*Direction*
Rewrite the rows below, replacing each occurrence of "bounding box" with "rectangle" and keeping every other character as it is.

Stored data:
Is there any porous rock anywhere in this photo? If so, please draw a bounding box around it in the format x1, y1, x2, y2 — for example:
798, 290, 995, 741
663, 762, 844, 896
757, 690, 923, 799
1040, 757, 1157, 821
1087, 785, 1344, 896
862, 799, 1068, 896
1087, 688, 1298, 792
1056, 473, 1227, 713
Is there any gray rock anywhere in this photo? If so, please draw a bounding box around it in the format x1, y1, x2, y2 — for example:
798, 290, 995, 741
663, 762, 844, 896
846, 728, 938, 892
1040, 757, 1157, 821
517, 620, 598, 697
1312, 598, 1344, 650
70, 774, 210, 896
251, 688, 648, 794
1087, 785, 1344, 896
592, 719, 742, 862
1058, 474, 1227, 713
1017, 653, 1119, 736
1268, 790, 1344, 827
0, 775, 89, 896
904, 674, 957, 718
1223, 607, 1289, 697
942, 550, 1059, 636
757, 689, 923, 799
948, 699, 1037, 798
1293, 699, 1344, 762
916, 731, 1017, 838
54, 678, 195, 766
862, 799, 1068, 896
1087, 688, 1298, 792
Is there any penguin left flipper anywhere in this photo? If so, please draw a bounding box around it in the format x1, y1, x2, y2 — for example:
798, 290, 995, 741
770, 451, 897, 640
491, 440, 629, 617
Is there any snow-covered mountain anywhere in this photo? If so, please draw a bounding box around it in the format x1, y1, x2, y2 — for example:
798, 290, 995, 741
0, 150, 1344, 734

*Result of this exercise*
Is there any porous rock anywhere in this photo? If so, please draw a rectangle around it in the format x1, y1, x2, y2 — for example:
798, 290, 995, 741
663, 762, 844, 896
757, 690, 923, 799
1040, 757, 1157, 821
1087, 785, 1344, 896
862, 799, 1068, 896
1087, 688, 1298, 792
1056, 473, 1227, 713
Is there any gray rock anywhere in this photo? If so, please draw a rectangle around it in the format x1, y1, x2, y2 — for example:
798, 290, 995, 741
663, 762, 844, 896
846, 728, 938, 892
1040, 757, 1157, 821
517, 620, 598, 697
1312, 598, 1344, 650
70, 774, 210, 896
251, 688, 648, 794
1087, 785, 1344, 896
592, 719, 742, 862
1058, 474, 1227, 713
1017, 653, 1119, 736
1268, 790, 1344, 827
0, 775, 89, 896
904, 674, 957, 718
1223, 607, 1289, 697
942, 550, 1059, 636
757, 689, 923, 799
948, 699, 1037, 798
1293, 699, 1344, 762
916, 731, 1017, 838
54, 678, 195, 766
862, 799, 1068, 896
1087, 688, 1298, 792
Is there any penguin left flipper anywhere in this photo? If so, please draw a rectangle around it in the format x1, y1, x2, y2 — for example:
798, 290, 995, 741
770, 451, 897, 640
491, 440, 629, 617
Is there any snow-covered mountain anywhere in this photo? If so, please draw a rectangle around it in the format x1, y1, x2, y2 — for example:
798, 290, 995, 741
0, 150, 1344, 734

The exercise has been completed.